YOUR INSTRUCTIONS — Collect every line in the entries below that contains the word "window", and copy each one unchanged.

Location identification entries:
☆ ☆ ☆ ☆ ☆ ☆ ☆

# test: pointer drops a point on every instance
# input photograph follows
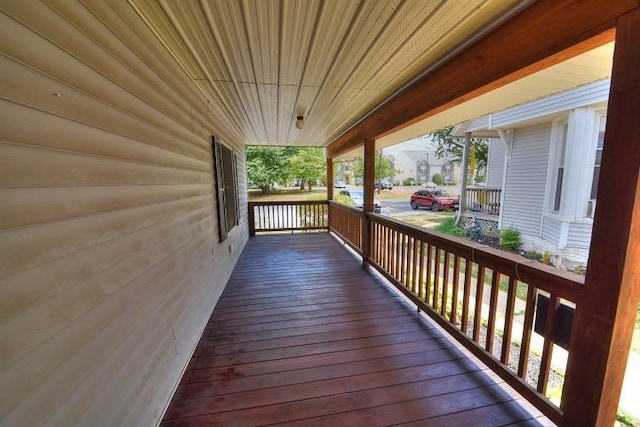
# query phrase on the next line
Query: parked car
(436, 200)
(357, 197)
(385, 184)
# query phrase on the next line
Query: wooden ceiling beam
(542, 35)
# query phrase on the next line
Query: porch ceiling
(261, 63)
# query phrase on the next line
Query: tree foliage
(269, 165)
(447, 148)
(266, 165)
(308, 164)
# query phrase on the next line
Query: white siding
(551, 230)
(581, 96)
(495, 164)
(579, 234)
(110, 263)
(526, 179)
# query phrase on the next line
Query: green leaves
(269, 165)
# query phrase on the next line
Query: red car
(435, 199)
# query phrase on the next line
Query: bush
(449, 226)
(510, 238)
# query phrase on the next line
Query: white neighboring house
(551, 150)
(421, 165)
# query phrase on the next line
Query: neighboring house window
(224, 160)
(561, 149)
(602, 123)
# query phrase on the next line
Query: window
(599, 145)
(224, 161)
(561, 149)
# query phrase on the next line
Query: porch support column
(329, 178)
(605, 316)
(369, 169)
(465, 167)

☆ ☆ ☆ ☆ ☆ ☆ ☆

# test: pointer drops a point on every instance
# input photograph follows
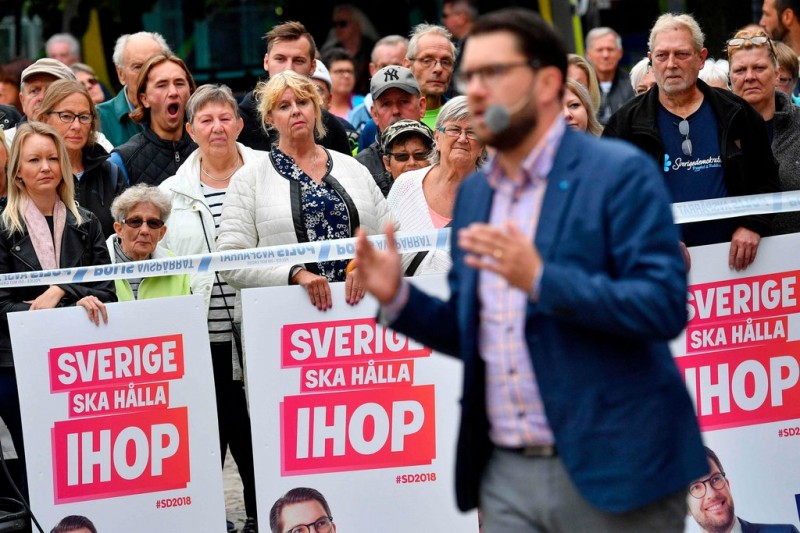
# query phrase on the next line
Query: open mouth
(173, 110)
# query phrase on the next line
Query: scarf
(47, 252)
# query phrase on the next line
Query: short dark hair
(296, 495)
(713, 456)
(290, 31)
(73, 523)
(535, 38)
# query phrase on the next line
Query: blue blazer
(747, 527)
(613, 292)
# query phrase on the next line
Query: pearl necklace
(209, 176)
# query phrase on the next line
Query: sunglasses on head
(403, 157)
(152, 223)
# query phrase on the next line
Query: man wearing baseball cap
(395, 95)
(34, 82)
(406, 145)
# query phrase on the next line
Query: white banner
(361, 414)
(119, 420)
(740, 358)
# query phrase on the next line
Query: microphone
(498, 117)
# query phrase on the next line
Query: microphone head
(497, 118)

☆ ☆ ☆ ☆ ☆ ☆ ☆

ANSWER TO THIS EXERCISE —
Query: neighboring house window
Query: window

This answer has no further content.